[Task brief]:
Only one stretch of the data below is wanted: the lines from the one with "The component shall return one point per instance of the black" through the one with "The component shall return one point per instance of the night", repeated exactly.

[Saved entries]
..........

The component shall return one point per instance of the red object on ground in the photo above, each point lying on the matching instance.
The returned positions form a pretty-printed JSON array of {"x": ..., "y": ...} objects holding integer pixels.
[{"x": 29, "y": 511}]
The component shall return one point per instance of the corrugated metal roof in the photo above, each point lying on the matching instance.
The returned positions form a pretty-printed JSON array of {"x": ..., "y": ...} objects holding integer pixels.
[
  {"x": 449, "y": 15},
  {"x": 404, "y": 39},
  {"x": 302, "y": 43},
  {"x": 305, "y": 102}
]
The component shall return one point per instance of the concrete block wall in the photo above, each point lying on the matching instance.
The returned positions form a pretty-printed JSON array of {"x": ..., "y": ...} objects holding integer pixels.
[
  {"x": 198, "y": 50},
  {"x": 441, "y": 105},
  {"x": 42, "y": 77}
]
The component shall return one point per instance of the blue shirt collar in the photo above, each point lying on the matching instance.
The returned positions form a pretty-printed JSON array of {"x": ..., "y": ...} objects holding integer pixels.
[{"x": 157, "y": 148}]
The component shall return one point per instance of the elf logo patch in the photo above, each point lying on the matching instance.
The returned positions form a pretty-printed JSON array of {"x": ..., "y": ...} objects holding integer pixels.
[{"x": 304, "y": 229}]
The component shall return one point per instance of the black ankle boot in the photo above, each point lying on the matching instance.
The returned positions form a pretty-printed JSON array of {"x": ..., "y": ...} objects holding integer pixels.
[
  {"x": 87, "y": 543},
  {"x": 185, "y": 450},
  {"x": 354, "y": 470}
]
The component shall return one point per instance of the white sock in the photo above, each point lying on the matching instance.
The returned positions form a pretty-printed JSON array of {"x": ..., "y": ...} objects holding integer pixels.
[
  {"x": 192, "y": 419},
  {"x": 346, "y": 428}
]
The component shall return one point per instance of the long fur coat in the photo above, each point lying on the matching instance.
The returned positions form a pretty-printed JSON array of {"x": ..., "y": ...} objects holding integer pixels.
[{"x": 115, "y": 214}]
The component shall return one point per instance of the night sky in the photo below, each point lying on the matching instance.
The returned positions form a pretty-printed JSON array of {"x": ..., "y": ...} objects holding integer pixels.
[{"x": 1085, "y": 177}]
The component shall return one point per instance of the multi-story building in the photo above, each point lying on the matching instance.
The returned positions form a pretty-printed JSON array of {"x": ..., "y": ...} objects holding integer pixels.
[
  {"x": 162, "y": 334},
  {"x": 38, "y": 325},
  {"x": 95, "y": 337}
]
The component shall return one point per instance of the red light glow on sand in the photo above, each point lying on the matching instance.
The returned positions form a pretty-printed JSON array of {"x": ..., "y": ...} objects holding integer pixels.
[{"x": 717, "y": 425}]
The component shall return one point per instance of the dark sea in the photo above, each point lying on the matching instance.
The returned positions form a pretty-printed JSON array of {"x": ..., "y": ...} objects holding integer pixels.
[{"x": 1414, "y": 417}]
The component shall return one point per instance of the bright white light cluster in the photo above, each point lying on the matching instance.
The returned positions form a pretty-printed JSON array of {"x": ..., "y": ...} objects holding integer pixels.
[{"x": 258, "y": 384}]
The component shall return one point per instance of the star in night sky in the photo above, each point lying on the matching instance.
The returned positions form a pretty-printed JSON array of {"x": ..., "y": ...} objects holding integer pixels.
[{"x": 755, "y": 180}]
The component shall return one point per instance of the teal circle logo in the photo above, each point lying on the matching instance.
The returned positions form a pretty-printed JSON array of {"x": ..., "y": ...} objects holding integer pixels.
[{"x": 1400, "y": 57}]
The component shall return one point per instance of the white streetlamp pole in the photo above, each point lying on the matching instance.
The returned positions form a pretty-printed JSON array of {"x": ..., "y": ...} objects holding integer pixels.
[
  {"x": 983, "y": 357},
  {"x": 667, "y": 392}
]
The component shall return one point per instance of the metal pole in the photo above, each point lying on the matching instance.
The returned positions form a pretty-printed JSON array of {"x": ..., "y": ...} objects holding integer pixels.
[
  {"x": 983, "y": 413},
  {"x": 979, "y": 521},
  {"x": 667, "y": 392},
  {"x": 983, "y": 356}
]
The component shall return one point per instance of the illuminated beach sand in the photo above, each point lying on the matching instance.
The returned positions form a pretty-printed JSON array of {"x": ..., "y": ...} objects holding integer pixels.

..........

[Your solution]:
The component shall return one point per instance of the black ankle boot in the photo above, each point lying on the matching instance.
The returned positions form a pretty-printed JSON array of {"x": ..., "y": ...} objects holding integer pixels.
[
  {"x": 87, "y": 543},
  {"x": 185, "y": 450},
  {"x": 354, "y": 470}
]
The component shall return one point per instance of the white sock in the photo above, each point lying on the matching instance.
The returned positions form a pretty-printed JSON array of {"x": ..., "y": ...} objects holding integer pixels.
[
  {"x": 192, "y": 419},
  {"x": 346, "y": 428}
]
The component shall return one point per instance of the long fur coat in the photo above, each point lying on the matching instance.
The returned positions form a pretty-printed JSON array of {"x": ..., "y": ...} objects holding integer pixels.
[{"x": 115, "y": 214}]
The component shall return one point per instance of the night sky in the photo below, each point lying on the matching instance.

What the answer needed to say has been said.